■ **Document section**
---+---
# Vibratory Screen



## rusty (Jun 5, 2013)

Made from junk laying around the shop.

[youtube]http://www.youtube.com/watch?v=iUH3fpXBukU&feature=youtu.be[/youtube]


----------



## Claudie (Jun 5, 2013)

At first glance, it looks like something from a 1950's horror movie, kind of a creeping blob thing, almost looks alive. :shock: 
That would really be handy for sifting, maybe make different sizes of screen so you can separate material by size.


----------



## jeneje (Jun 5, 2013)

Rusty,

Would you share with us how you made this? I for one could use something like this. 
Thanks
Ken


----------



## shaftsinkerawc (Jun 5, 2013)

I can't see the photo but am also interested in how you made it. awc


----------



## rusty (Jun 5, 2013)

...


----------



## kkmonte (Jun 5, 2013)

Hmm, i'll have to make one of those, have to see if my wife has an extra one I can borrow! LOL.


----------



## Shaul (Jun 6, 2013)

Nice idea clamping the box to an already existing vibratory mechanism, instead of having to craft the whole thing from scratch. I'm thinking something similar might be made using a small compressor. Remove the head and mount it on its side and then somehow attach the box to the piston. As the piston moves in and out, it will shake the box. Maybe coupled with a dimmer switch (or something similar) to reduce the speed. Is this feasible or am I totally off base?

Shaul


----------



## rusty (Jun 6, 2013)

Shaul said:


> Nice idea clamping the box to an already existing vibratory mechanism, instead of having to craft the whole thing from scratch. I'm thinking something similar might be made using a small compressor. Remove the head and mount it on its side and then somehow attach the box to the piston. As the piston moves in and out, it will shake the box. Maybe coupled with a dimmer switch (or something similar) to reduce the speed. Is this feasible or am I totally off base?
> 
> Shaul



Or you could mount an eccentric weight onto a small electric motor to generate vibration, http://www.emagindia.com/appli.htm


----------



## Jimmy (Jul 26, 2013)

I have one I made from the harbor freight vibratory bowl. I cut the top of the bowl so it holds the riddles I have and it dose a great job. The machine really work for polishing like it is suposed to. The motor shaft is too soft and bends from the vibrations when you have more than 5 lb of stuff in it but it works great for a screed.


----------



## rusty (Jul 27, 2013)

One of my projects started many years ago, that I'm looking forward to completing.

The aluminum casting ( home foundry ) made from found is designed as a base to be attached to a C-Frame style electric motor. The eccentric affixed to the armature is enclosed in the housing which is then affixed to a mobile base. 

Vibratory's have many uses, this project is intended for lapidary use to be used as a flat lap a hobby with its roots going back to the 1980's.

As you can clearly see the casting now has a passive coating from aging.

http://en.wikipedia.org/wiki/Passivation_(chemistry)


----------
---+---
■ **Data records**
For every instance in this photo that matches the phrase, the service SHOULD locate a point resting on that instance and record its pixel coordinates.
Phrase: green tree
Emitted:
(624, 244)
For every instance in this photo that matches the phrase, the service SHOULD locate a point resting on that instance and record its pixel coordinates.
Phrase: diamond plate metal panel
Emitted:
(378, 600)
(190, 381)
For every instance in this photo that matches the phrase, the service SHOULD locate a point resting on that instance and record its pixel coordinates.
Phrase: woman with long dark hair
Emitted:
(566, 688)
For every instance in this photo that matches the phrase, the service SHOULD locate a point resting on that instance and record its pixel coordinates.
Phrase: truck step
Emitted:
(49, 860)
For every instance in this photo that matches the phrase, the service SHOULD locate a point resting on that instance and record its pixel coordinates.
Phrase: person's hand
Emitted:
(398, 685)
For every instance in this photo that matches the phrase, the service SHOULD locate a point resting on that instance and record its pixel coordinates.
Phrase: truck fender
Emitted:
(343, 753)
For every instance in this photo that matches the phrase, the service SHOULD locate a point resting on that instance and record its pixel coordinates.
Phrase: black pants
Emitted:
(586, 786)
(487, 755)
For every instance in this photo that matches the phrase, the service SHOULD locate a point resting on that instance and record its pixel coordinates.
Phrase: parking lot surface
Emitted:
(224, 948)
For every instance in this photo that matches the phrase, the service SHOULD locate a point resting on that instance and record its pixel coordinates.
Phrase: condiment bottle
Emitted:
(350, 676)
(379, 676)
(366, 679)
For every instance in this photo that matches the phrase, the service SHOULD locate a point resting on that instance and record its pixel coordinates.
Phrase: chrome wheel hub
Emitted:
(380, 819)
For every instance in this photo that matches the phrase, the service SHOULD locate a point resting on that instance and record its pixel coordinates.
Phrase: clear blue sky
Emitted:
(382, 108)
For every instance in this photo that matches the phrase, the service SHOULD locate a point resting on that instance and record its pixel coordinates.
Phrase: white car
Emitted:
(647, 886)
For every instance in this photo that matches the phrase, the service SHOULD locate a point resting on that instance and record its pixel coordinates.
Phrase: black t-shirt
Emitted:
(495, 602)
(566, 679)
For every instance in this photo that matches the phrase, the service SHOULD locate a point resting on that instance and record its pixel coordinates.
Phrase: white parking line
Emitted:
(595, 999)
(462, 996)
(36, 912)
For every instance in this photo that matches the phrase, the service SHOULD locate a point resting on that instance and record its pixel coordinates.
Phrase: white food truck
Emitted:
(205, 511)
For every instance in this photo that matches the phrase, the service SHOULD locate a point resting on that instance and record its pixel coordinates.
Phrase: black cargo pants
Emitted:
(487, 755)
---+---
■ **Written task A**
In the vibratory screen thread, how much material in the machine makes the motor shaft bend, according to Jimmy?
■ **Written task B**
Tally the lines of the rows that contain the string "white", treating case as significant, and give only the number.

■ **Task output A**
More than 5 lb.

■ **Task output B**
3